# EXERCISE:
Give a verbatim quotation of every record.

◆ ◆ ◆ ◆ ◆

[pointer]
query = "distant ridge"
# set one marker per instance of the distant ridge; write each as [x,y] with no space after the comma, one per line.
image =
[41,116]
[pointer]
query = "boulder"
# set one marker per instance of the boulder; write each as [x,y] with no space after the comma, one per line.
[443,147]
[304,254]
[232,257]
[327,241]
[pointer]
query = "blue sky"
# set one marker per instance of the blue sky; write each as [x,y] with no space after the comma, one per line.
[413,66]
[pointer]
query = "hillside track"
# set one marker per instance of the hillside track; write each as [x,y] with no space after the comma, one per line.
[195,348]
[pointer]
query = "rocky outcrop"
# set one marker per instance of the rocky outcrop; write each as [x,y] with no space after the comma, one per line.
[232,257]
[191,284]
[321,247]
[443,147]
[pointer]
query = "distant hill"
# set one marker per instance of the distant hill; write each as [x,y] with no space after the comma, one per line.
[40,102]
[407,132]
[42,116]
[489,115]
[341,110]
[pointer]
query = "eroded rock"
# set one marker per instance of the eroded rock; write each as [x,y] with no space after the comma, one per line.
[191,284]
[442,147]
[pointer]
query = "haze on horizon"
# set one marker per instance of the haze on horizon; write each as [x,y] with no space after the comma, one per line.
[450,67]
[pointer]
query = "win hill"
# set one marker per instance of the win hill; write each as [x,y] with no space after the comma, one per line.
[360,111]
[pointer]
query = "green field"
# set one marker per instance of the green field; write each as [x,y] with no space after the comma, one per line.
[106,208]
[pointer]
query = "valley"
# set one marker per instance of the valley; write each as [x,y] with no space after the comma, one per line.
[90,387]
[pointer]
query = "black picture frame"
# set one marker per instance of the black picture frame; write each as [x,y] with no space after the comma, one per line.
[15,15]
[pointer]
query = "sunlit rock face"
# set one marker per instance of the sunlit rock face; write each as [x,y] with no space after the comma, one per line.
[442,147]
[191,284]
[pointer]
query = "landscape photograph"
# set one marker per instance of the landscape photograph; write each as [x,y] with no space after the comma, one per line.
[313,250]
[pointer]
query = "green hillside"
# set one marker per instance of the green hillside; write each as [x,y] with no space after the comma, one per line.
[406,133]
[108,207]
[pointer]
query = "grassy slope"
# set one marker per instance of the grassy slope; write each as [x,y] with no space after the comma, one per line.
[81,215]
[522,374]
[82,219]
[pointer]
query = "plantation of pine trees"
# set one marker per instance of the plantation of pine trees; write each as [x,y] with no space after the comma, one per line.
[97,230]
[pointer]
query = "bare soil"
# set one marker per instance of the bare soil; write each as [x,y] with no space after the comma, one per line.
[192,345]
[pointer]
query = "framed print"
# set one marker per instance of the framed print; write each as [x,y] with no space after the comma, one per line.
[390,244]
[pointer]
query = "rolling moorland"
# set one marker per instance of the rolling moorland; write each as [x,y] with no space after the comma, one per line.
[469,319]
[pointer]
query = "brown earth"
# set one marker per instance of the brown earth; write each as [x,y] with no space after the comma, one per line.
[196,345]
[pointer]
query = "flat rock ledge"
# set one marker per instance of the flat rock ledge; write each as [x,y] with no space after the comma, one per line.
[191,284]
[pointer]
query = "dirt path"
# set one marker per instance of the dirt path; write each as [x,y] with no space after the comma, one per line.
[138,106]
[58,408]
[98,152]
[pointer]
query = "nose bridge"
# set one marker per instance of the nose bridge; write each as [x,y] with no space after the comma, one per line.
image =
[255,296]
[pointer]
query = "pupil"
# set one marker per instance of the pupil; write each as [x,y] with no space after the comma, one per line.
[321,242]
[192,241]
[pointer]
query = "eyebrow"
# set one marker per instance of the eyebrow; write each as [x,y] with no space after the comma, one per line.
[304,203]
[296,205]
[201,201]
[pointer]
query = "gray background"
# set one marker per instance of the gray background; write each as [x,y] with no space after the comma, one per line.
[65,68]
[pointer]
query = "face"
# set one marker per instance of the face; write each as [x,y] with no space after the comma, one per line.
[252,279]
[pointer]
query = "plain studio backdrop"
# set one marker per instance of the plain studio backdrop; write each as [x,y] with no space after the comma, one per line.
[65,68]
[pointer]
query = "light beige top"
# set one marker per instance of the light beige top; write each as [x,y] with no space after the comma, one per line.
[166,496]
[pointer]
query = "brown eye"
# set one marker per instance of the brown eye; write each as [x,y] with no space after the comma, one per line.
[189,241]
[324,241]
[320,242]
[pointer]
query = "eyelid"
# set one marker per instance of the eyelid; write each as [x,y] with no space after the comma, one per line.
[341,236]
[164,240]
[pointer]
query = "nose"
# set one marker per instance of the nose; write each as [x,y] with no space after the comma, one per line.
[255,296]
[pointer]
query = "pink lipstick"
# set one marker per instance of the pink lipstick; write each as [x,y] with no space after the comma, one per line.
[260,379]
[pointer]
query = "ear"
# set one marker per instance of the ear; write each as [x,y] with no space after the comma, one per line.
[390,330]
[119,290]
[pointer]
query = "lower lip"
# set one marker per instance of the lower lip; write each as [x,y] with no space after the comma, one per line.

◆ ◆ ◆ ◆ ◆

# OUTPUT FOR THIS TASK:
[pointer]
query = "distant ridge"
# set one marker per instance of the distant ridge; write each as [x,y] with no space after the comma, one per line.
image =
[41,116]
[pointer]
query = "boulder"
# set one marker per instance of the boulder; write each as [x,y] with no space after the comma, one per line.
[443,147]
[304,254]
[232,257]
[327,241]
[pointer]
query = "blue sky"
# set one marker per instance of the blue sky; write each as [x,y] with no space after the comma, one per line.
[413,66]
[pointer]
query = "hillside track"
# set one marker per instance of the hillside track; write each as [x,y] with no space after the comma, one per line.
[195,348]
[pointer]
query = "rocky outcrop"
# set one marker per instance of the rocky outcrop; write each as [x,y] with no space after the comma, one per line.
[232,257]
[191,284]
[321,247]
[443,147]
[pointer]
query = "distant hill"
# set one marker per instance of the distant hill; write each as [x,y] with no space after the comma, one per line.
[40,102]
[407,132]
[42,116]
[489,115]
[341,110]
[pointer]
query = "eroded rock"
# set one marker per instance of the eroded rock; write each as [x,y] with no space after the comma, one per line.
[191,284]
[442,147]
[pointer]
query = "haze on horizon"
# set one marker per instance of the haze on horizon; write each as [x,y] with no space after the comma, one per line.
[450,67]
[pointer]
query = "win hill"
# set one marker per instance of the win hill; write each as [x,y] with no space after the comma, one per line.
[360,111]
[pointer]
query = "green field"
# set one marker per instance of the green field; write each as [x,y] with no space after the comma, one per line.
[106,208]
[pointer]
query = "valley"
# set one marker per instance of the valley; write each as [x,y] with no space after the comma, one per line.
[90,387]
[pointer]
query = "black picture frame"
# set one marker per instance of the black picture frame; write each as [x,y] with no space after the comma, one per line.
[15,15]
[pointer]
query = "sunlit rock face"
# set one marker per instance of the sunlit rock face; write each as [x,y] with no space after the comma, one per line.
[442,147]
[191,284]
[pointer]
query = "landscape photograph"
# set one marker per instance of the landscape photograph; write each as [x,y] with no space after the comma, one per line.
[313,250]
[pointer]
query = "green hillside"
# set one marker per instance of the green hillside; write each as [x,y] with no space after the comma, one per line.
[406,133]
[108,207]
[pointer]
query = "grassy slope"
# set one marker per instance of the grassy slope; write each as [x,y] with no space after the comma, one per line.
[81,215]
[522,374]
[82,219]
[pointer]
query = "plantation of pine trees"
# set one marker per instance of the plantation of pine trees; write each as [x,y] with no space after the comma, one per line.
[97,230]
[pointer]
query = "bare soil"
# set one marker per instance of the bare soil; write each as [x,y] with no space after the comma, one per line.
[192,345]
[pointer]
query = "framed print"
# set one marker per instance of the framed print; write each as [x,y] with no space after the comma, one per line.
[390,244]
[pointer]
query = "rolling moorland"
# set one marker per instance of the rolling moorland; write each as [x,y] with no space after the comma, one per line.
[469,319]
[pointer]
query = "brown earth"
# set one marker per instance of the brown earth; write each as [x,y] with no space after the comma, one per line.
[196,345]
[pointer]
query = "flat rock ledge"
# set one marker per instance of the flat rock ledge; write each as [x,y] with no space after the comma, one per line.
[191,284]
[pointer]
query = "dirt path"
# set one marker per instance of the dirt path; write each as [x,y] with no space after the comma, one per line.
[138,106]
[58,408]
[98,152]
[pointer]
query = "nose bridge"
# set one marker per instance of the nose bridge; write each as [x,y] with no space after the comma, one per line.
image =
[255,296]
[pointer]
query = "pupil"
# set one marker per instance of the pupil; write each as [x,y] with no space after the comma, one per line.
[321,242]
[192,241]
[pointer]
query = "eyebrow"
# set one marker per instance of the eyebrow; write each as [x,y] with no space after the comma, one per line.
[304,203]
[296,205]
[201,201]
[pointer]
query = "gray background"
# set one marker per instance of the gray background; write each as [x,y] with no space after the comma, one per line.
[65,68]
[pointer]
query = "face"
# set one marker per instance of the face; write each as [x,y] with no space after the comma, one per line.
[252,279]
[pointer]
query = "plain studio backdrop"
# set one marker per instance of the plain studio backdrop; write each as [x,y] with no space after the comma, one per line.
[65,68]
[pointer]
query = "light beige top"
# set one marker per instance of the light beige top; write each as [x,y] with no space after the comma, one per line.
[166,496]
[pointer]
query = "brown eye"
# set one marker per instance of the brown eye; write each as [x,y] with no space after the comma, one per line.
[189,241]
[324,241]
[320,242]
[pointer]
query = "eyelid"
# set one marker per instance of the eyelid; write each as [x,y] with no space after the comma, one per line.
[341,236]
[164,240]
[pointer]
query = "nose"
# set one marker per instance of the nose; write each as [x,y] with no space after the comma, one per line.
[255,296]
[pointer]
query = "pink lipstick"
# set one marker per instance of the pink lipstick; write each as [x,y] with no space after the comma, one per line.
[260,379]
[pointer]
query = "ear"
# set one marker per instance of the ear; write each as [x,y] with no space after the comma, one per line.
[390,330]
[119,290]
[pointer]
query = "lower lip"
# set one marker per instance of the lower lip; write each as [x,y] with no space after the comma, one per line.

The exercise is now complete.